# [TASKS AND EXERCISES]
**a.** In the courier's account of deliveries, how much time had actually passed when the recipient claimed it had only been two minutes?
**b.** Carry on the courier's account of deliveries from the point where it ends.

# [EXTRACT]
So, I left the package just as she asked, only to receive a call moments later from its recipient, telling me that she refused to accept it. I explained to her that requesting me to leave it at her doorstep is considered accepting the package, and I had already sent a notification in our delivery system. Once that notification is sent, it can’t be undone. She said, “How can this service be so impersonal? How can the notification not be changed if it’s only been two minutes?” I replied, “I couldn’t even change it a second later, let alone two minutes. If you think you might want to reject a package, you have to inspect it when I deliver it. Otherwise, how can I know that you haven’t tampered with it?” What’s more, even though I didn’t say anything at that moment, it had actually been 20 minutes, not two minutes as she claimed.
She began to make a scene, asking me how I could have accepted the delivery on her behalf before she had a chance to check the contents. Her behavior, with her petulance and illogical arguments, infuriated me to the point that I figured I’d be better off paying for the package rather than wasting any more time dealing with her. I therefore shelled out several tens of yuan (I can’t remember the exact amount, but it was for a box weighing a couple of kilograms) to return her package to the sender. When I went to pick it up, she’d placed it back by the doorway, but it was evident that she’d opened it and resealed it. Throughout the entire ordeal, I never once saw her face, as she was intent on protecting herself from the outside world, yet she was the one who extorted money from me. I hardly know what to say to such a person.
There was another time when I made an elderly person in their 60s or 70s wait by the side of the road for almost three hours. What’s worse is that I don’t recall feeling an ounce of guilt.
For various reasons, many people don’t like to leave a complete address on their order form, which complicates my job. Once, a recipient at Gaoloujin hadn’t specified the building or door number, just the name of the complex. I called him five minutes before I was due to arrive and he told me that he didn’t even live there — he just went to the market there every day for groceries. He told me he was just about to leave home and would arrive in half an hour, requesting that I wait. But my trike was loaded with an entire morning’s deliveries and I couldn’t spare five minutes, let alone half an hour. I told him to call me when he arrived, but after starting my round at Gaoloujin, I completely forgot about him.

# [DATA SHOWN]
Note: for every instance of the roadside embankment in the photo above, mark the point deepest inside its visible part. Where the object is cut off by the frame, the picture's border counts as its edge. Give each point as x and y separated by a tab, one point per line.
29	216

# [YOUR RESPONSES]
**a.** It had been 20 minutes.

**b.**
During the whole time, he didn’t call me once. It was only after I had completed my deliveries for the morning and was waiting to receive the next load that an old man standing by the side of the road, next to the market, called out to me. With his wispy white hair and thick eyeglasses, he must have been at least 70. He asked, “Young man, are you with Company S?” I told him I was, a little impatiently. By that point, I already had a hunch about who he was. I hurriedly took his package from my trike and handed it to him. “I waited for you here all morning! How come you never waited for me?” he complained. I was stunned to realize that he’d waited for almost three hours. I retorted, “How come you never called?” He replied, “I couldn’t reach you.” Indeed, it was hard to get a hold of me because I had no signal in most of Gaoloujin’s elevators and corridors. When I had called him earlier that morning, the anxiety from navigating morning traffic may have made me sound less friendly. Moreover, I always find people who don’t provide a complete address profoundly annoying. If you’re so concerned about your privacy, perhaps you should avoid using an express delivery service altogether.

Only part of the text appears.